====== PROVIDED TEXT

Study abroad program explores New Zealand’s great diversity

Getting stuck in a blizzard is likely the last thing on the minds of Salve Regina students studying in Rome or Oxford this summer. But for the 10 students who recently completed a short-term study abroad trip to New Zealand, getting stranded in a blizzard in the Southern Alps on June 2 was very much a reality, and just one of many adventures they encountered while halfway around the world.

Led by Dr. JD Swanson, assistant professor of biology and biomedical sciences and a New Zealand native, the trip explored the island nation’s people and places along with human and geographical impacts on New Zealand’s flora and fauna.

“One of the most important things I can do as a professor is get students out of their comfort zone and get them abroad,” Swanson said. “New Zealand is one of the most beautiful countries in the world, and a way to show students something that’s very important to me.”

From May 12 to June 5, Swanson and students Hope Allen ’15, Howie Clift ’16, Eric Dominguez ’15, Lydia Lyons ’16, Steph Marvel ’15, Heather Nicholson ’15, Sydney Richter ’14, Allie Rockwell ’15, Kelsey Stafstrom ’14 and Karl Varkey ’14 backpacked their way through the country with their trusty coach driver Brian.

Along the way, the group experienced the great diversity New Zealand has to offer, visiting sites such as the glowworm caves in Waitomo, the volcanic ecosystems of Rangitoto Island and the geothermal springs of Waiotapu.

============
====== STORED DATA

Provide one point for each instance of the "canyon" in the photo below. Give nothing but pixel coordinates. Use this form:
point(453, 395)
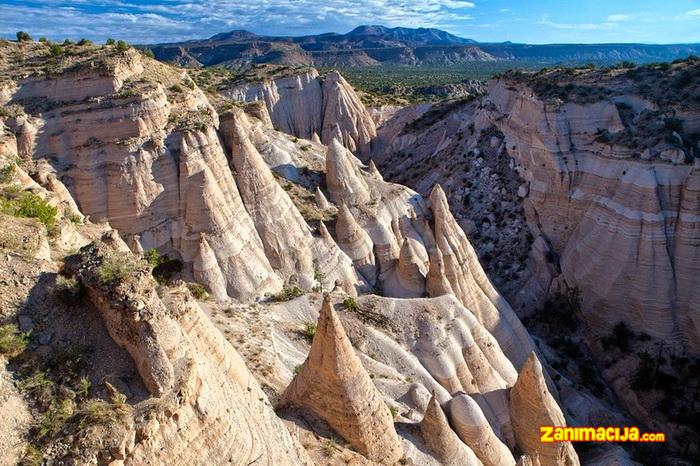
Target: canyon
point(273, 273)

============

In the article on the New Zealand study abroad trip, copy everything from "Study abroad program" down to "around the world.", and replace "blizzard" with "snowstorm" throughout.

Study abroad program explores New Zealand’s great diversity

Getting stuck in a snowstorm is likely the last thing on the minds of Salve Regina students studying in Rome or Oxford this summer. But for the 10 students who recently completed a short-term study abroad trip to New Zealand, getting stranded in a snowstorm in the Southern Alps on June 2 was very much a reality, and just one of many adventures they encountered while halfway around the world.